§ Work request: Both the line below containing "line as [49,209]." and the line containing "line as [134,258].", along with every line between them, should be repeated exactly; no other line belongs in the answer.

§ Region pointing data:

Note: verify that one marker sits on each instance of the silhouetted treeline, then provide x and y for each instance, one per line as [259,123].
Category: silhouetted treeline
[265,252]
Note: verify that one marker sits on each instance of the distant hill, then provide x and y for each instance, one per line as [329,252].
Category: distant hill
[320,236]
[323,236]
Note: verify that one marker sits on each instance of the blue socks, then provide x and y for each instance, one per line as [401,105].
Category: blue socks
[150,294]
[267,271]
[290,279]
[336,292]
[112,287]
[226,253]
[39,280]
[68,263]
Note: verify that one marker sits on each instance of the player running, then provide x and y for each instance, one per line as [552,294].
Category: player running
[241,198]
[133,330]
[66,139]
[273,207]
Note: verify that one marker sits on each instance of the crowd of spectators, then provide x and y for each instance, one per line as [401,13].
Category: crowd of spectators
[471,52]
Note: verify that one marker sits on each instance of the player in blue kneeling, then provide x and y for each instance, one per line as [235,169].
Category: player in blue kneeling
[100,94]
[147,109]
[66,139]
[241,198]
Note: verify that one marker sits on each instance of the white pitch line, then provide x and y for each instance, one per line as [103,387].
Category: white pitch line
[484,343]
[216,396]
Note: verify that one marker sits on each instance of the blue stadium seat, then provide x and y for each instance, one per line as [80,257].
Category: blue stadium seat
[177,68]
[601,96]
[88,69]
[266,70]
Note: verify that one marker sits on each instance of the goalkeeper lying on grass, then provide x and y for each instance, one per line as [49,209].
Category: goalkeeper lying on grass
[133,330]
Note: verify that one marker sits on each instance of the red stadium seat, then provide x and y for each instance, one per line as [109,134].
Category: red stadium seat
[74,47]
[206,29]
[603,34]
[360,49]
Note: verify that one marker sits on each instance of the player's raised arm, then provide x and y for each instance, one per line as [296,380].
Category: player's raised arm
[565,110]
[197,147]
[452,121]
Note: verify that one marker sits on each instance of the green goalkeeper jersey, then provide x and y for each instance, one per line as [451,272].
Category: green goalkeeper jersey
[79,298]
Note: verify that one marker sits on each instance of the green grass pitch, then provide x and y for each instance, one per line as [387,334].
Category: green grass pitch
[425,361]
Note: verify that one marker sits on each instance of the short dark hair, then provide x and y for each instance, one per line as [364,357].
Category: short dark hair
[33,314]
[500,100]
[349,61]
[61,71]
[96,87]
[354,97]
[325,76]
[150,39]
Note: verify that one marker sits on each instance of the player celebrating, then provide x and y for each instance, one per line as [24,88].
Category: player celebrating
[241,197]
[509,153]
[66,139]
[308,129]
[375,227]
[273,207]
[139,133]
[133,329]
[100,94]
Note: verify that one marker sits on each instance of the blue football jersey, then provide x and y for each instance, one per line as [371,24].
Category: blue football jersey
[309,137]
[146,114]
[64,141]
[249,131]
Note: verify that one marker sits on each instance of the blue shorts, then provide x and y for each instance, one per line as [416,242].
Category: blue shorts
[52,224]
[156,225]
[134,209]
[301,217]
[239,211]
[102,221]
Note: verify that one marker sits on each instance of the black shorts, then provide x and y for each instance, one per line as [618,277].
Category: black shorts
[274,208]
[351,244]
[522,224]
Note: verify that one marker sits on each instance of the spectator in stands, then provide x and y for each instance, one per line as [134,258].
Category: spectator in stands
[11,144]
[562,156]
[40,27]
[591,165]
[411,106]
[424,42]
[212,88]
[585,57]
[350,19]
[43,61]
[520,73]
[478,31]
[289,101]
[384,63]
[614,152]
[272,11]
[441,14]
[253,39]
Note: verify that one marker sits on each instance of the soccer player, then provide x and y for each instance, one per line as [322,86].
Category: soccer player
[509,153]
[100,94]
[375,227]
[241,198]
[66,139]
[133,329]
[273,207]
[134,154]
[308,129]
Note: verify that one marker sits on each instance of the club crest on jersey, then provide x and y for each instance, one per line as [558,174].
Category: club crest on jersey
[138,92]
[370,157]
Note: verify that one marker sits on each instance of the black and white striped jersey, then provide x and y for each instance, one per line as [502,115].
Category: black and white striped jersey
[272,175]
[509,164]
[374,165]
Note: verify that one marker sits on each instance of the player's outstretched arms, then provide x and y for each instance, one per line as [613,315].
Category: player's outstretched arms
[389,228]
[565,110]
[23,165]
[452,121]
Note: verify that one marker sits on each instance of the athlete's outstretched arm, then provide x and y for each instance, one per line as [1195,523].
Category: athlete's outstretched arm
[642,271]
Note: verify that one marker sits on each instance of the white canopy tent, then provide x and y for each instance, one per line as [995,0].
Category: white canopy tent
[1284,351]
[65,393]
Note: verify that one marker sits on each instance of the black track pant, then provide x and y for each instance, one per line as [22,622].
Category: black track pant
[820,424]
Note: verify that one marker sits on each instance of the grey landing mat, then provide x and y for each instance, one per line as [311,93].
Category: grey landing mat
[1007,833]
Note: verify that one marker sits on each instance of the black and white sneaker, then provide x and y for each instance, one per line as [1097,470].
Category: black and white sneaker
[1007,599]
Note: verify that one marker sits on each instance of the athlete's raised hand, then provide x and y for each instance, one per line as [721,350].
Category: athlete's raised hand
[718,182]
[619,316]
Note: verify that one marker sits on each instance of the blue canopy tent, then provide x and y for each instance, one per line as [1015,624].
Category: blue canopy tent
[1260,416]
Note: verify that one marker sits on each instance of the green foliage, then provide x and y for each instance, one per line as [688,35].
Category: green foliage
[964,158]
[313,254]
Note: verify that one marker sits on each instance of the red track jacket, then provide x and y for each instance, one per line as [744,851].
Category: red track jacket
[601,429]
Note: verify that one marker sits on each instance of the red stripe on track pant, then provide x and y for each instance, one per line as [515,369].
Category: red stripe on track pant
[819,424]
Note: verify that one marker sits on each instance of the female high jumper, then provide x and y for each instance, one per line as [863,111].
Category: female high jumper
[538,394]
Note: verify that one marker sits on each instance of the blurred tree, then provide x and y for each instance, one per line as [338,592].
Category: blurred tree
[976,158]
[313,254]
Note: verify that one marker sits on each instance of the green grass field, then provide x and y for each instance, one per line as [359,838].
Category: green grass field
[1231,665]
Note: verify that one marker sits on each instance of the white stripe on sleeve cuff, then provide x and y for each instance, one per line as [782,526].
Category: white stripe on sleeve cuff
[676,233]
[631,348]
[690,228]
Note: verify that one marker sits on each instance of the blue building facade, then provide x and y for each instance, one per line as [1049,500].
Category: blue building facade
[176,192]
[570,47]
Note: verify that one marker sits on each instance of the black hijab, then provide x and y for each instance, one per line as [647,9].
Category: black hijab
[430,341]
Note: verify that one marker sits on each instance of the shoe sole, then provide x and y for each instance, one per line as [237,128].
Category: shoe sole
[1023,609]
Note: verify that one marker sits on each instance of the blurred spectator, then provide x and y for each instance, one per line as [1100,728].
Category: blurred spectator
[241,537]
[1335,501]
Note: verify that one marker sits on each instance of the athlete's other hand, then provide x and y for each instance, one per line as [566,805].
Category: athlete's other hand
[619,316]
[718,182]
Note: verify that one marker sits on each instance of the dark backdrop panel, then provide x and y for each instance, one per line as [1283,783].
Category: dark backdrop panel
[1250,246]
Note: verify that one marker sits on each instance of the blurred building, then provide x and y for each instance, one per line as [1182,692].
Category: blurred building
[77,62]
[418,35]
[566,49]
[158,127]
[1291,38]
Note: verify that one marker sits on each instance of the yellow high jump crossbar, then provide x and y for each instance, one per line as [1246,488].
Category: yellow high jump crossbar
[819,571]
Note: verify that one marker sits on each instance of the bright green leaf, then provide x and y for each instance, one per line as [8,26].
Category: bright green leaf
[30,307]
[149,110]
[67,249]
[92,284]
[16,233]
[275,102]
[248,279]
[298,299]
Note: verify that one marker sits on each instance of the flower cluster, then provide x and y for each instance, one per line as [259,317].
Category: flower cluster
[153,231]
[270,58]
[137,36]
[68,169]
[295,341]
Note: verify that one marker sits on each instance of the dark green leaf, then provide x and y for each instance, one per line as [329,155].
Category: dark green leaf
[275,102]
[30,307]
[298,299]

§ Result of this task:
Note: verify that one marker sits on each instance of the goalkeeper lying on grass, then provide x and y for each instance, one per line as [49,209].
Category: goalkeeper lying on grass
[133,330]
Note: verify that one marker sits on each instance of the red stadium seat, then provide x and y for each instance, one per line as [109,134].
Category: red stadium seat
[74,47]
[206,29]
[603,34]
[360,49]
Note: verify that one marker sits on each instance of the player's raised arm, then provide x and y for each instance, one per line as [296,380].
Category: player's raised arm
[565,110]
[197,147]
[452,121]
Note: verify that one marker sits on each instance of the green goalkeeper jersey, then provide x and y for each instance, one per line as [451,272].
Category: green goalkeeper jersey
[79,298]
Note: verify that one marker sits on each instance of the green grass pitch, then provide x and y for each instance, one per line as [387,334].
Category: green grass pitch
[425,361]
Note: verify that one marker sits on each instance of the short dark hair, then provide x and y for each instance, one per line as [364,357].
Category: short dark hair
[33,314]
[500,100]
[349,61]
[61,71]
[96,87]
[354,97]
[325,76]
[150,39]
Note: verify that one marker sits on each instance of the player celebrating, then provide x and y for each instance, one per line as [24,88].
Category: player celebrating
[241,197]
[509,153]
[66,139]
[308,129]
[375,227]
[273,207]
[139,133]
[133,329]
[100,94]
Note: verify that one marker sits on each instance of the blue football jersey, then provide x and y for each instance, one per line as [371,24].
Category: blue football jersey
[309,137]
[146,114]
[64,141]
[249,131]
Note: verify that one marker sits on each instance of the blue shorts, then provide x and y for each instance, one per line as [416,242].
Category: blue shorts
[52,224]
[156,225]
[134,209]
[301,217]
[239,211]
[102,221]
Note: verify that one marker sits on each instance of the black shorts, then provide x and y for each instance, one per line as [618,277].
Category: black shorts
[274,208]
[351,244]
[522,224]
Note: verify that one marker sits on each instance of the spectator in stands, then provide x and y for each instance, one per line as [134,258].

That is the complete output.